Democratization in the face of ethnic problems and past ethnic conflicts proves difficult for many nations. Rwanda is an example of a country trying to reestablish itself after internal ethnic genocide destroyed the nation and created deep divisions between the two largest ethnic groups the Hutu and Tutsi. Prior to the genocide, Rwanda was on the road of democratization, but political turmoil and struggles for power led to civil war which quickly developed into an ethnic conflict and genocide. At the time of the conflict the Hutu dominated the government sphere and killed hundreds of Tutsi in a very short period of time. Since then the Tutsi have maintained power in government and although elections are going forward the Tutsi “are unwilling to sanction full democracy until they are closer to their stated aim of creating a society with no Hutus or Tutsis, only Rwandans.”[ii] As a result of the oppression the Tutsi group faced, the Tutsi-dominated government is reluctant to believe that a quasi-democratic government will help at all until there is a unified national Rwandan identity. As a result of this reluctance Rwanda looks to be more of an authoritarian government than a democratizing one.
==*==
◆ Set task A: Translate this sentence from the passage on Rwanda into Spanish: "Democratization in the face of ethnic problems and past ethnic conflicts proves difficult for many nations."
◆ Set task B: Carry the passage on Rwanda's democratization forward from its final sentence.
These lines have no connection to the passage on Rwanda.

◆ Lines of data:
==*==
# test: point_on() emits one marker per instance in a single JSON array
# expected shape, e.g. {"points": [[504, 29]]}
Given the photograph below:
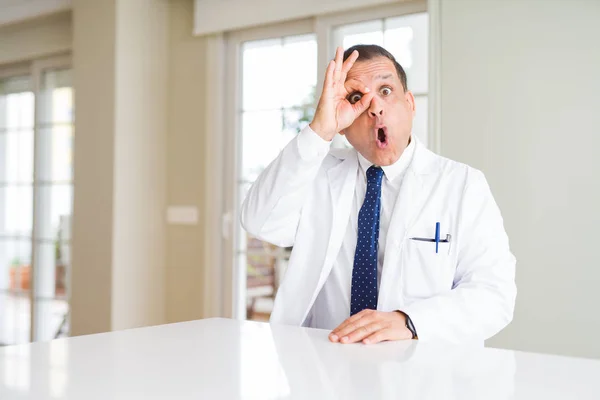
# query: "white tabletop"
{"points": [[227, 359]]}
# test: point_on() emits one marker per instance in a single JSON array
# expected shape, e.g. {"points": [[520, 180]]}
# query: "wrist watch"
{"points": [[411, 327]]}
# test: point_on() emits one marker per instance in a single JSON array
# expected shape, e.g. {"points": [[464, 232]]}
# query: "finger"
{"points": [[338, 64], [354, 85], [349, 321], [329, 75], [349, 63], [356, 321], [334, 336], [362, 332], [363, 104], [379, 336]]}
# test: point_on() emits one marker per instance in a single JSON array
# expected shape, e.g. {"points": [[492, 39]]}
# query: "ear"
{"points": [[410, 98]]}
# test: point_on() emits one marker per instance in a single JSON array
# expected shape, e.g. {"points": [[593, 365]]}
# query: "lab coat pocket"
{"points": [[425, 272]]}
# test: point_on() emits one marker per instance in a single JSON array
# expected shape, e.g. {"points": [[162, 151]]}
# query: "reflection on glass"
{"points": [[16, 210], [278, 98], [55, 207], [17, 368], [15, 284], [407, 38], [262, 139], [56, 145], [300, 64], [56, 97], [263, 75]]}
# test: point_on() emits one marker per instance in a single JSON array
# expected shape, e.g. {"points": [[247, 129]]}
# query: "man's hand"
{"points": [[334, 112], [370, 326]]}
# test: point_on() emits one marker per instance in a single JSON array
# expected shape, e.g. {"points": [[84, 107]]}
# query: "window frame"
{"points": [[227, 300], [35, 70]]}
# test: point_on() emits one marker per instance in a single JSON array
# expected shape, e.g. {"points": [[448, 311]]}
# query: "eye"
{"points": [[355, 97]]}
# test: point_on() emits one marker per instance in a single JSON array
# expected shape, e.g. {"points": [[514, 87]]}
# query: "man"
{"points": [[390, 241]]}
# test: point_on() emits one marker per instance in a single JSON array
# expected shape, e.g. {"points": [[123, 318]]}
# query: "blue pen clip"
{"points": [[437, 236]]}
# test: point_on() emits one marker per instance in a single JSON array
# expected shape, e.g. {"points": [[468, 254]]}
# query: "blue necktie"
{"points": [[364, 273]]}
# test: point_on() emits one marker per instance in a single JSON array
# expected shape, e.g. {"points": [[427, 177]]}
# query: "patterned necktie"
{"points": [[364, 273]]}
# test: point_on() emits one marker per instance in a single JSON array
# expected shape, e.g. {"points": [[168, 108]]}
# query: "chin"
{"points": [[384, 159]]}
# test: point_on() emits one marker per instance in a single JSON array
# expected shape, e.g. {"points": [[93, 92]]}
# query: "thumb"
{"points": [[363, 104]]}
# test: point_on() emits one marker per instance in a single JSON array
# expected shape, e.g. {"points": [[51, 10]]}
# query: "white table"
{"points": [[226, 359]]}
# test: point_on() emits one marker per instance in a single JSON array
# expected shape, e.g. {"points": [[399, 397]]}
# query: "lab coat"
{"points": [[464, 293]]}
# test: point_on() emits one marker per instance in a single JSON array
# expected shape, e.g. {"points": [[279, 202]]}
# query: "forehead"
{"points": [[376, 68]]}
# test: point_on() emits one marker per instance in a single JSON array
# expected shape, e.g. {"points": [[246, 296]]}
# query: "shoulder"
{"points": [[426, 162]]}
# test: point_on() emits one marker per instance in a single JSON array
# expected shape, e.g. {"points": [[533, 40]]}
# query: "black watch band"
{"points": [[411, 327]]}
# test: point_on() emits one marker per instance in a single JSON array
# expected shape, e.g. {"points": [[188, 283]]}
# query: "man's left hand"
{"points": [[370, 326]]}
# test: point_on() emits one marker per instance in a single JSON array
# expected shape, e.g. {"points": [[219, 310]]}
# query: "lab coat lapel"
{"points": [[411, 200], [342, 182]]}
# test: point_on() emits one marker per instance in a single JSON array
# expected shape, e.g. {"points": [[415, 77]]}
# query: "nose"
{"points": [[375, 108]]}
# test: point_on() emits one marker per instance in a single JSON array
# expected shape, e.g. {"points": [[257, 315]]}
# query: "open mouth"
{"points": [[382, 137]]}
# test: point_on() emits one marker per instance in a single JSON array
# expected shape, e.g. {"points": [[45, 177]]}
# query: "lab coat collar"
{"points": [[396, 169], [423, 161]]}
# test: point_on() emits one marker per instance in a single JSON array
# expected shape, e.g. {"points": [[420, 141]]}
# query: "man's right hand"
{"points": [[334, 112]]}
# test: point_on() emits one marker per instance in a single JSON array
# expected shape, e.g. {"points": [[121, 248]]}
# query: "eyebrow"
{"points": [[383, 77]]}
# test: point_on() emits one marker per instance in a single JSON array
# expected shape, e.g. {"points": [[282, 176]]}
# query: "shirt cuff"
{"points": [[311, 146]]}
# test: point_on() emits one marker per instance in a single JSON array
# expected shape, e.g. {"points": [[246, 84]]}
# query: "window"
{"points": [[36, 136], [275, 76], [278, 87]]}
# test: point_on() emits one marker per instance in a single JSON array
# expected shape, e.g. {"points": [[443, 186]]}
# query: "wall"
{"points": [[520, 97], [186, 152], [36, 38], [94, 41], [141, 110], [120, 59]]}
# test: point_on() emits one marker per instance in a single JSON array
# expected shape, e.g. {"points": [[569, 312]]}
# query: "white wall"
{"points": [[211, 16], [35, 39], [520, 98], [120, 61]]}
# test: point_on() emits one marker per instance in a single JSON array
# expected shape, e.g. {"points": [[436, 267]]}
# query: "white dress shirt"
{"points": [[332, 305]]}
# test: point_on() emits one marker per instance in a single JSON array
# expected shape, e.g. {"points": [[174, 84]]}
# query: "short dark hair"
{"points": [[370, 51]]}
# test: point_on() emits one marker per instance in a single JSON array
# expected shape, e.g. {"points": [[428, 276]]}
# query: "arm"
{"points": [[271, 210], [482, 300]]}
==*==
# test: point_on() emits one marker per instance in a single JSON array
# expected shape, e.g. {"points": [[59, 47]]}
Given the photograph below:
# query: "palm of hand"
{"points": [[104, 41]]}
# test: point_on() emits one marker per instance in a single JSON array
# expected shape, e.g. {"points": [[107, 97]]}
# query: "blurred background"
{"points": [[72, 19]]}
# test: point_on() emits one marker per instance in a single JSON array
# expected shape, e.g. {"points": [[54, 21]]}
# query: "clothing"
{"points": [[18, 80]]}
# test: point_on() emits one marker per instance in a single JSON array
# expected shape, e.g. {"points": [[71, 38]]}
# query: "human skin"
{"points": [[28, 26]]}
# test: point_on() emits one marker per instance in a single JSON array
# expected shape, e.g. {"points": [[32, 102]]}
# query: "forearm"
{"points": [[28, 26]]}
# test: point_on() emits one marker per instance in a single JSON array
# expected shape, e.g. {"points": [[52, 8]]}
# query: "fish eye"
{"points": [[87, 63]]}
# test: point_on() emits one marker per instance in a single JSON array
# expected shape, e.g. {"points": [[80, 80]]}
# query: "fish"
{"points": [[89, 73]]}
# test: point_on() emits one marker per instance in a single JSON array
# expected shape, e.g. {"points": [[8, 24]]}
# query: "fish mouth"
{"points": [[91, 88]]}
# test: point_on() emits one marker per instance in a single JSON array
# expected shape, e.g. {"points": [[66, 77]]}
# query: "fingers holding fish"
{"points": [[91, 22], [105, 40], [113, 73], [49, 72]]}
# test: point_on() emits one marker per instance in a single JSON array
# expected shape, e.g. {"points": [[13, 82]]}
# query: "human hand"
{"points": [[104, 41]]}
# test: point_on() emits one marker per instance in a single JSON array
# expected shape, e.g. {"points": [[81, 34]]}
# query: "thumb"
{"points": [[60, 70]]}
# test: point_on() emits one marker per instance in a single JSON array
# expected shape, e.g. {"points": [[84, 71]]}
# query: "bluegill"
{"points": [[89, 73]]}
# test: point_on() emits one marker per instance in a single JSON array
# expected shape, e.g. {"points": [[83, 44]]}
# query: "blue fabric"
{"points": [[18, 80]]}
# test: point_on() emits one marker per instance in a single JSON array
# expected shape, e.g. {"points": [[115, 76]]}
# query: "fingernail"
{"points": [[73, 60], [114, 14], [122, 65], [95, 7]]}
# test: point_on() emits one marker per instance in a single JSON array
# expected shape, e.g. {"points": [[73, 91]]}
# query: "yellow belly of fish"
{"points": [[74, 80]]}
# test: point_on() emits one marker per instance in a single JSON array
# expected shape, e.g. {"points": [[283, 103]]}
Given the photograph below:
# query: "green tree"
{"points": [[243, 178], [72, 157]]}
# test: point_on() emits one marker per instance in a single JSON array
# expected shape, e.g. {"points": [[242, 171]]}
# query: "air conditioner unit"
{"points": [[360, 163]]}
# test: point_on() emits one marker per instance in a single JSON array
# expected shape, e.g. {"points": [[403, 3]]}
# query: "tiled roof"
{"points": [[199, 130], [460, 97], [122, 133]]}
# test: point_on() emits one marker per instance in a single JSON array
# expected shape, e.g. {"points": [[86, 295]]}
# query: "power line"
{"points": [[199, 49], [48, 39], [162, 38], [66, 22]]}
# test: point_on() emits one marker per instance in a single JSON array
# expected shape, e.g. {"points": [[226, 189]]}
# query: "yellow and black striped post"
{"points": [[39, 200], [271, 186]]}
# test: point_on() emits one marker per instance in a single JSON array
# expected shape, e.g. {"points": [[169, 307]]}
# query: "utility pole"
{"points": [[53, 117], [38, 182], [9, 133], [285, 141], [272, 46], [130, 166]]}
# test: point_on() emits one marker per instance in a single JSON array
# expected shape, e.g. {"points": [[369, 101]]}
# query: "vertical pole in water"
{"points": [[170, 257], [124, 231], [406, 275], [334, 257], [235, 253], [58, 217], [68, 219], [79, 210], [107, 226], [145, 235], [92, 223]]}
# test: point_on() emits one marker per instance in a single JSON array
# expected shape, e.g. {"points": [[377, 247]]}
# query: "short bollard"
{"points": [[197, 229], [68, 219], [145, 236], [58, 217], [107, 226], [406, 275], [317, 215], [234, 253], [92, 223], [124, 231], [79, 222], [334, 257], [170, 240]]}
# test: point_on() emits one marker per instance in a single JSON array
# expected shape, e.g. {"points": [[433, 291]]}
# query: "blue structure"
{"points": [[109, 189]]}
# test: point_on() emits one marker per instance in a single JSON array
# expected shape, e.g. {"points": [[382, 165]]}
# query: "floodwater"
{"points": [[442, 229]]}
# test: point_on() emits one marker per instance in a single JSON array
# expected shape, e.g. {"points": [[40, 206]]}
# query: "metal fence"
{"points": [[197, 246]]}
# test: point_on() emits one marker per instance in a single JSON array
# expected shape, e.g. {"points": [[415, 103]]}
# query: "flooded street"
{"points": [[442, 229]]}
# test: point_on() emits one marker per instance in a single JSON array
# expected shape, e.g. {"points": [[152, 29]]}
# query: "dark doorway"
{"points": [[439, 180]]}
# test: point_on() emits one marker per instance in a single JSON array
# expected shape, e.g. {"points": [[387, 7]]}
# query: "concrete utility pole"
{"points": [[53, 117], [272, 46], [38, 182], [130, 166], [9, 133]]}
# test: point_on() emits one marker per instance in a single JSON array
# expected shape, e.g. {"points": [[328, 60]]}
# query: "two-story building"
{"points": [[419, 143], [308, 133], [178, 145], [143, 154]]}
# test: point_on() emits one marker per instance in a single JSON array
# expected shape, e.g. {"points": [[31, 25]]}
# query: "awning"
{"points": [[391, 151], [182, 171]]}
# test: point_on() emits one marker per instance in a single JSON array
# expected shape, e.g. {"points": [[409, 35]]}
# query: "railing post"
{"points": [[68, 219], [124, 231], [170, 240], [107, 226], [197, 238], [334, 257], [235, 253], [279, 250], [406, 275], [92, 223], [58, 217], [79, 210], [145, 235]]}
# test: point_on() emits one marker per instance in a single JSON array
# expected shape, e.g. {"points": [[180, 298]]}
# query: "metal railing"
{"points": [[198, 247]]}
==*==
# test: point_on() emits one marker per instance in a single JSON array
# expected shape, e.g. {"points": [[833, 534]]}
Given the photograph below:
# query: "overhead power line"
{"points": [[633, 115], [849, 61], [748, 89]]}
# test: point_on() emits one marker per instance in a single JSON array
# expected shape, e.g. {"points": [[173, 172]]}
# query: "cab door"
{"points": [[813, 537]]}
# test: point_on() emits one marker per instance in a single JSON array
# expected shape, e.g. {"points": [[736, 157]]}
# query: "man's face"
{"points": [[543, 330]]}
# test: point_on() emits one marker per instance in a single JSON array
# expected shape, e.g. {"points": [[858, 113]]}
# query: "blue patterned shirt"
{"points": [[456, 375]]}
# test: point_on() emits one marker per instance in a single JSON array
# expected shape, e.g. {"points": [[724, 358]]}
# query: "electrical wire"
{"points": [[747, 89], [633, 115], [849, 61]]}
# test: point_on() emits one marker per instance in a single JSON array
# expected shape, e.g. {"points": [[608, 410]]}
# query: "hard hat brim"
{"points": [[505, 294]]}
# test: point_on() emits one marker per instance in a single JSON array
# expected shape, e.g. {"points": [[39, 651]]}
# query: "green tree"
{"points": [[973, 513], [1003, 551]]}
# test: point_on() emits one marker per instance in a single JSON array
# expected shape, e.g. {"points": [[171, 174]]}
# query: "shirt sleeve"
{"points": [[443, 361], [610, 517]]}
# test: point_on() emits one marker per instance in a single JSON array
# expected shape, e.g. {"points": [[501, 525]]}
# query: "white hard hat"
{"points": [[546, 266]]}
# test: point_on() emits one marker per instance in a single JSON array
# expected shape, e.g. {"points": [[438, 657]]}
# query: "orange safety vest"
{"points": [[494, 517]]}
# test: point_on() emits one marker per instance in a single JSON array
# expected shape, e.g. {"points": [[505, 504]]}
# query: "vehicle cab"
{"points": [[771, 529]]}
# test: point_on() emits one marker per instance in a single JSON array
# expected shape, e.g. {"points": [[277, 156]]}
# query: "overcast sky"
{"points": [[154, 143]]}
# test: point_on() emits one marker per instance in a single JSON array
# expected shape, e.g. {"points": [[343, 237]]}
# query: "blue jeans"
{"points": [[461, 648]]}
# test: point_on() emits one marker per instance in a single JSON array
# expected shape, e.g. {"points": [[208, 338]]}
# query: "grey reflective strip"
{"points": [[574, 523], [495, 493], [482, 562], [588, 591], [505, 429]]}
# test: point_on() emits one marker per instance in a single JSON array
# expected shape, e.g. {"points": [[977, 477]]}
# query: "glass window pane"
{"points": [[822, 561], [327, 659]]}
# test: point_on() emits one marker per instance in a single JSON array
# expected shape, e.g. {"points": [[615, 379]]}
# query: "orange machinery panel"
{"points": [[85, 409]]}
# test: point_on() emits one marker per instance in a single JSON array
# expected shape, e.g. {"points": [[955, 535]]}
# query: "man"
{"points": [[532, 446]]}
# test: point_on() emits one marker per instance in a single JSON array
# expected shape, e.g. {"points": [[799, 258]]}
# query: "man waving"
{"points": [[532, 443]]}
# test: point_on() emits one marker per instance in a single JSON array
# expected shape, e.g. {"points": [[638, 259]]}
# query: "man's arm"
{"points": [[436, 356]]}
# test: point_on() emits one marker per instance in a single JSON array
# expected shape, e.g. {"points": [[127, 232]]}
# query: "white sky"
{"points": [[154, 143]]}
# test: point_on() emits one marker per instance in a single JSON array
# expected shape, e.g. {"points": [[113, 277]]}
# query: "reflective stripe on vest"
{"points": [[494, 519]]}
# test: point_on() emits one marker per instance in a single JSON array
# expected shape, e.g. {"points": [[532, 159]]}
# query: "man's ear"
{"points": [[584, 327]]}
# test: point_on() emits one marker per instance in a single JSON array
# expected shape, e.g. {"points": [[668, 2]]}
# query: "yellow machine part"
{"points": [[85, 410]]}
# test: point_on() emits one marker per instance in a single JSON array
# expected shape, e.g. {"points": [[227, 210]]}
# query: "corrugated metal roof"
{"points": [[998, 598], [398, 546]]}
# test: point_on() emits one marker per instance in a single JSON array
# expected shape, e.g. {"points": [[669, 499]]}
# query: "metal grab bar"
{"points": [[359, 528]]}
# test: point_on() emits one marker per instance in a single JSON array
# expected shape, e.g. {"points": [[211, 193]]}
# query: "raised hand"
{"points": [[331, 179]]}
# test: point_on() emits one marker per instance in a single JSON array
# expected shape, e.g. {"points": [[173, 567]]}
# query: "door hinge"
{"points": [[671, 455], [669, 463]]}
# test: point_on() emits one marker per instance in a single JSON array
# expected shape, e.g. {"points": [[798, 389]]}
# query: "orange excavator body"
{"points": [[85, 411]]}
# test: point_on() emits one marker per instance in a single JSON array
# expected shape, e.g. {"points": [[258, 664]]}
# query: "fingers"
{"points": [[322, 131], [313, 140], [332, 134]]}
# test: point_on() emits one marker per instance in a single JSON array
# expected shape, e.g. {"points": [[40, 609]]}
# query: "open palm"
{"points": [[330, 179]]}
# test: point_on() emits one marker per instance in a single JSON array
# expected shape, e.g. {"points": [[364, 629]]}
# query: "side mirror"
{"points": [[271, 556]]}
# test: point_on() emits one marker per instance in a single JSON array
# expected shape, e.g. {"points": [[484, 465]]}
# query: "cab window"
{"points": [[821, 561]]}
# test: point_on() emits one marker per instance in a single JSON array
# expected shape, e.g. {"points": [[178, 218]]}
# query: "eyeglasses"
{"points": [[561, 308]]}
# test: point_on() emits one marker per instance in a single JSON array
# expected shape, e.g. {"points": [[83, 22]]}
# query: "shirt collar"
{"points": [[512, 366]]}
==*==
◆ Exercise answer A: La democratización frente a problemas étnicos y conflictos étnicos pasados resulta difícil para muchas naciones.

◆ Exercise answer B:
The idea of stressing a national identity after ethnic wars have demolished a state is a very common them in post-ethnic-conflict nations. Germany is another example of a state that, due to its horrific history of discrimination against Jews and Gypsies, stresses a strong German national identity above ethnic identity. After the Holocaust and WWII, Germany was occupied by the Allied Powers and forced to democratize its government, de-Nazify it and give reparations to the Jewish community. As a result of the genocide Germany still pays reparations to the Jewish community through an agreement with Israel as a result of the Jewish Claims Conference.[iii] Although the Holocaust is deeply engrained in German memories, the nation got past its history and was able to reunite both sides, knocking down the Berlin wall to form a larger democratic state. Although Germany is often remembered for its dark history during WWII it is also an example of a nation that was able to get past an ethnic conflict and establish a strong democracy.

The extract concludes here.